WHAT YOU SHOULD DO. Output all of the records exactly as written.

[Location annotation dataset excerpts]
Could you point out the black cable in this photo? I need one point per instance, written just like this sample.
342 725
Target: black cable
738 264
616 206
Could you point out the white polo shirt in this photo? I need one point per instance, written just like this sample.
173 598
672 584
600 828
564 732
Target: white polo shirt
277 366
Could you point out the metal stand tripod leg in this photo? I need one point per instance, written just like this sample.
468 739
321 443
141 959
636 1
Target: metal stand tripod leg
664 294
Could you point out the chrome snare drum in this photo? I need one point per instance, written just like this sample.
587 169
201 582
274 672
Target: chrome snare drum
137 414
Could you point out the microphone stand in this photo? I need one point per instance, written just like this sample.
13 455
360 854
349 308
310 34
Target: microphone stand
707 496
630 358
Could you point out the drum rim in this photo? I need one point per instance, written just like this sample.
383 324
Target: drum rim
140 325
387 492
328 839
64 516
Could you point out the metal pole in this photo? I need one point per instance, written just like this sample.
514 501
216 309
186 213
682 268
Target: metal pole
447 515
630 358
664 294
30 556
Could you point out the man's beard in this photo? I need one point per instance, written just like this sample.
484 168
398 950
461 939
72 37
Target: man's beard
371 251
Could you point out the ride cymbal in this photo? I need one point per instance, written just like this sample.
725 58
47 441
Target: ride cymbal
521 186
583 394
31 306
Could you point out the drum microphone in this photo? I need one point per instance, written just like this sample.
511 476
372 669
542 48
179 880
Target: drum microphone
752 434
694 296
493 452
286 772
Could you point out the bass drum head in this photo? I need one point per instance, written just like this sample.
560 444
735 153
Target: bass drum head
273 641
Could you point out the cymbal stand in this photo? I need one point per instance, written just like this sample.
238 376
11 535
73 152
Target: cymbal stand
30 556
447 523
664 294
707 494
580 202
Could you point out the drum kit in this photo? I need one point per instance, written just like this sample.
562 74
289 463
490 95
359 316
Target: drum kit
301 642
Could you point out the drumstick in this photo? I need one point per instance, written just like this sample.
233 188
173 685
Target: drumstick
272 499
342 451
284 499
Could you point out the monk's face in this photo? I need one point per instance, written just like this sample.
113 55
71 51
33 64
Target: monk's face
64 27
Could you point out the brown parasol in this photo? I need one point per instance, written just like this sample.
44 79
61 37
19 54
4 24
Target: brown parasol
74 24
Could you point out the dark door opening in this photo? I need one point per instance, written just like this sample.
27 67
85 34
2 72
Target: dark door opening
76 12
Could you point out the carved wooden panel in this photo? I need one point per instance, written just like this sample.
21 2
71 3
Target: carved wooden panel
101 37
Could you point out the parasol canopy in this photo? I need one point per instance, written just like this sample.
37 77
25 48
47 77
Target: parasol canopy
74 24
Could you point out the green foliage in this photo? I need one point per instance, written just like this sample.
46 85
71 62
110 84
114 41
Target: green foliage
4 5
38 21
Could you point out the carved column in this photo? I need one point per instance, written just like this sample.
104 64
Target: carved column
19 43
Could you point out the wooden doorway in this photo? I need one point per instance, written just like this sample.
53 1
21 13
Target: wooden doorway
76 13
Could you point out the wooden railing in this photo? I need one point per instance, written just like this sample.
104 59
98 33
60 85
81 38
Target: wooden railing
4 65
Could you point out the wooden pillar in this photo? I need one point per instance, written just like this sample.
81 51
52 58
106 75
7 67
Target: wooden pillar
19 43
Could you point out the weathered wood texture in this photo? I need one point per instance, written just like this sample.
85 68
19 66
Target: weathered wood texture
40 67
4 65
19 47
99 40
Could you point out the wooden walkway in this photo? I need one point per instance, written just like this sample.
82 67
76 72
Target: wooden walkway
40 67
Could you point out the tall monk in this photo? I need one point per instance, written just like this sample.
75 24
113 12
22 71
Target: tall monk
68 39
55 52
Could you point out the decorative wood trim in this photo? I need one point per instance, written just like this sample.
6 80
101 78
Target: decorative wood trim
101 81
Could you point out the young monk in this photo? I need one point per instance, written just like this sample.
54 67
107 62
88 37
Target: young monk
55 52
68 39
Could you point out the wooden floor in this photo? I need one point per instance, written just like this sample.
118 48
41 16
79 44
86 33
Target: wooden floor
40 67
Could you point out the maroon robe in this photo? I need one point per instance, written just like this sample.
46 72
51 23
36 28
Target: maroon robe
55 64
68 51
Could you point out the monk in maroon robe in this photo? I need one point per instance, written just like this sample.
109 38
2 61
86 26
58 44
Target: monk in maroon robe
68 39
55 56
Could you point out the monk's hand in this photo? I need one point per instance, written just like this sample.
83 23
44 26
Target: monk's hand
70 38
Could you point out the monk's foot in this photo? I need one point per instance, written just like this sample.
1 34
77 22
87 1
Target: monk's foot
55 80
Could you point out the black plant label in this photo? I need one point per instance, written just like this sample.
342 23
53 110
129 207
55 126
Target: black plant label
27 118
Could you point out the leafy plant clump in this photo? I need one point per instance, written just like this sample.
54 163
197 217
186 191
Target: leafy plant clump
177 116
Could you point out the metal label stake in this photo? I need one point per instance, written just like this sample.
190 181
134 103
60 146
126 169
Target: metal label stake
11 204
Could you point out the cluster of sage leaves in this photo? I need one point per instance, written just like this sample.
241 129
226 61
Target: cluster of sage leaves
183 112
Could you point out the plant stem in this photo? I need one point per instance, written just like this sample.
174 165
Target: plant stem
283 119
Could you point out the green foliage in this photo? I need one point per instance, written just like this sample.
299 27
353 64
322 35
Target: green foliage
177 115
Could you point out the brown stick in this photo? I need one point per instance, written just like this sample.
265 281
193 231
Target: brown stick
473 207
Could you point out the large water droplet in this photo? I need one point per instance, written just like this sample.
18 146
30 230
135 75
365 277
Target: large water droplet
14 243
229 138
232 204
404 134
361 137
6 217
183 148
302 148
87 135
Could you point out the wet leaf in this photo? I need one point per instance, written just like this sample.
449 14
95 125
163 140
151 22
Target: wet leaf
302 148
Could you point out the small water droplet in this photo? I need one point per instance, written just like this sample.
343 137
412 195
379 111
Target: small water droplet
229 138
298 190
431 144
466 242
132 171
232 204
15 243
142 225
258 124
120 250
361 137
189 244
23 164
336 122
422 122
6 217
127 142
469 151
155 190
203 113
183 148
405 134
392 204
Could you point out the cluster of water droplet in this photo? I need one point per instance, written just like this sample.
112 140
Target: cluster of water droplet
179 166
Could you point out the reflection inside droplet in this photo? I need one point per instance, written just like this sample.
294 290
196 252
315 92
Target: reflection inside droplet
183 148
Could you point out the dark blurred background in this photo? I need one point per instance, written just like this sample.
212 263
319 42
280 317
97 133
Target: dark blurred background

TASK RESULT.
Could you point out the black cable in this photo? I need one point per instance, written just like this sample.
342 725
Target: black cable
738 264
616 206
Could you point out the white polo shirt in this photo? I need one point per instance, written just like this sample.
173 598
672 584
600 828
564 732
Target: white polo shirt
277 366
Could you point out the metal stand tripod leg in this photo? I need one point per instance, written just like this sample.
468 739
321 443
141 959
636 1
Target: metal stand tripod leg
664 294
Could you point out the chrome snare drum in this photo? I need one point per instance, written just like this sample.
587 169
201 582
274 672
Target: chrome snare drum
137 414
Could you point out the microphone stand in this photo? I need one point per instance, written just like this sample.
13 455
360 854
349 308
310 34
Target: microphone stand
707 496
630 358
Could you point out the drum rim in this photo? I need one point per instance, written just like this sample.
383 324
Target: drum rim
140 325
387 492
328 839
64 516
Could you point out the metal pole in this photo? I need one point per instance, written just like this sample.
514 501
216 309
186 213
682 268
Target: metal pole
447 515
630 358
664 294
30 556
Could you point out the man's beard in this photo? I need one point per instance, written just like this sample.
484 168
398 950
461 939
72 37
Target: man's beard
371 251
Could you point out the ride cymbal in this photo? I need one point per instance, written just like this sample.
725 58
47 441
Target: ride cymbal
521 186
583 394
31 306
Could you point out the drum microphone in this photo? I need one point per instance, written just like this sample.
511 476
372 669
542 48
179 880
Target: drum microphone
752 434
694 296
493 452
286 772
Could you point out the bass drum head in this photo? I need one point per instance, written just like this sample.
560 444
735 153
Target: bass drum head
273 641
Could you point out the cymbal stand in this photo? I need one point per instance, written just like this sample.
238 376
11 535
73 152
Target: cymbal stand
30 556
447 523
664 294
707 494
580 202
Could you point out the drum kit in this photo? I need one point per instance, written just like this sample.
562 74
289 463
490 95
359 316
Target: drum kit
301 642
Could you point out the drumstick in this photo? I need one point per instance, written just like this sample.
233 188
173 685
Target: drumstick
272 499
342 451
284 499
Could you point out the monk's face in this photo? I need one point per instance, written just like this sample.
113 55
71 51
33 64
Target: monk's face
64 27
Could you point out the brown parasol in this photo? I need one point per instance, written just like this sample.
44 79
61 37
19 54
4 24
Target: brown parasol
74 24
Could you point out the dark door opening in this photo? I need one point per instance, written just like this sample.
27 67
85 34
2 72
Target: dark door opening
76 12
Could you point out the carved wooden panel in this photo? I need one point per instance, written just like this sample.
21 2
71 3
Target: carved wooden panel
101 37
Could you point out the parasol canopy in this photo? I need one point per instance, written just like this sample.
37 77
25 48
47 77
Target: parasol canopy
74 24
Could you point out the green foliage in this photo? I need one point per instance, written just like this sample.
46 85
71 62
110 84
114 41
Target: green foliage
4 5
38 21
Could you point out the carved column in this photo? I need one point per instance, written just like this sample.
104 64
Target: carved column
19 43
Could you point out the wooden doorway in this photo? I need one point per instance, written just like this sample.
53 1
21 13
Target: wooden doorway
76 13
Could you point out the wooden railing in this photo? I need one point per instance, written just like this sample.
104 59
98 33
60 85
81 38
Target: wooden railing
4 65
Could you point out the wooden pillar in this photo? I need one point per instance, written just like this sample.
81 51
52 58
106 75
7 67
Target: wooden pillar
19 43
Could you point out the weathered wood texture in this photo? I need one point per instance, written just like this sample.
85 68
19 66
Target: weathered wood texture
40 67
4 65
19 47
99 40
Could you point out the wooden walkway in this photo? I need one point per instance, written just like this sample.
82 67
76 72
Target: wooden walkway
40 67
Could you point out the tall monk in this photo? I need one point per instance, written just like this sample.
75 24
113 12
22 71
Target: tall monk
68 39
55 52
Could you point out the decorative wood trim in this photo? I need one point per instance, written just like this sample.
6 80
101 78
Target: decorative wood trim
101 81
Could you point out the young monk in this photo? I need one point per instance, written just like this sample.
54 67
107 62
88 37
Target: young monk
55 52
68 39
Could you point out the wooden floor in this photo? I need one point per instance, written just like this sample.
118 48
41 16
79 44
86 33
Target: wooden floor
40 67
Could you point out the maroon robe in this photo? I need one point per instance, written just like this sample.
46 72
51 23
36 28
Target: maroon robe
55 64
68 51
Could you point out the monk in maroon robe in this photo? I need one point per instance, written just like this sample.
109 38
2 61
86 26
58 44
Target: monk in maroon robe
68 39
55 56
Could you point out the monk's hand in this photo? I need one point per instance, written just like this sample.
83 23
44 26
Target: monk's hand
70 38
Could you point out the monk's foot in this photo? I need one point per instance, written just like this sample.
1 34
77 22
87 1
Target: monk's foot
55 80
Could you point out the black plant label in this photo? I need one point per instance, written just like this sample.
342 23
53 110
129 207
55 126
Target: black plant label
27 118
Could you point out the leafy plant clump in this photo? I need one point per instance, written just like this sample.
54 163
197 217
186 191
Target: leafy plant clump
177 116
Could you point out the metal label stake in this photo? I need one point per instance, written just like this sample.
190 181
134 103
60 146
126 169
Target: metal label stake
11 204
Could you point out the cluster of sage leaves in this photo? I need one point per instance, written just like this sample.
241 129
226 61
Target: cluster of sage leaves
183 112
Could you point out the plant stem in this photo? I need one point per instance, written just like this sample.
174 165
Target: plant stem
283 119
Could you point out the green foliage in this photo? I need one point per instance, written just like this sample.
299 27
353 64
322 35
Target: green foliage
177 115
Could you point out the brown stick in this photo? I need one point per instance, written just like this sample.
265 281
193 231
Target: brown stick
473 207
Could you point out the large water droplet in this photo? I need one point per instance, written just like this sample.
18 146
30 230
135 75
365 277
Target: large water droplet
14 243
229 138
232 204
404 134
361 137
6 217
183 148
302 148
87 135
Could you point out the wet leaf in this photo? I need one point per instance, written just like this sample.
449 14
95 125
163 140
151 22
Target: wet leaf
302 148
Could you point out the small water droplet in this photo? I need one point per instance, written just like this sample.
343 137
412 195
379 111
Target: small water droplet
229 138
298 190
431 144
466 242
132 171
232 204
15 243
142 225
258 124
120 250
361 137
189 244
23 164
336 122
422 122
6 217
127 142
469 151
155 190
203 113
183 148
405 134
392 204
Could you point out the cluster of water droplet in this photo? I need one point per instance, written just like this sample.
112 140
Target: cluster of water droplet
179 166
Could you point out the reflection inside droplet in this photo? I need one point per instance, written just like this sample.
294 290
196 252
315 92
Target: reflection inside droplet
183 148
Could you point out the dark blurred background in this photo? I need one point per instance, written just like this sample.
212 263
319 42
280 317
97 133
Target: dark blurred background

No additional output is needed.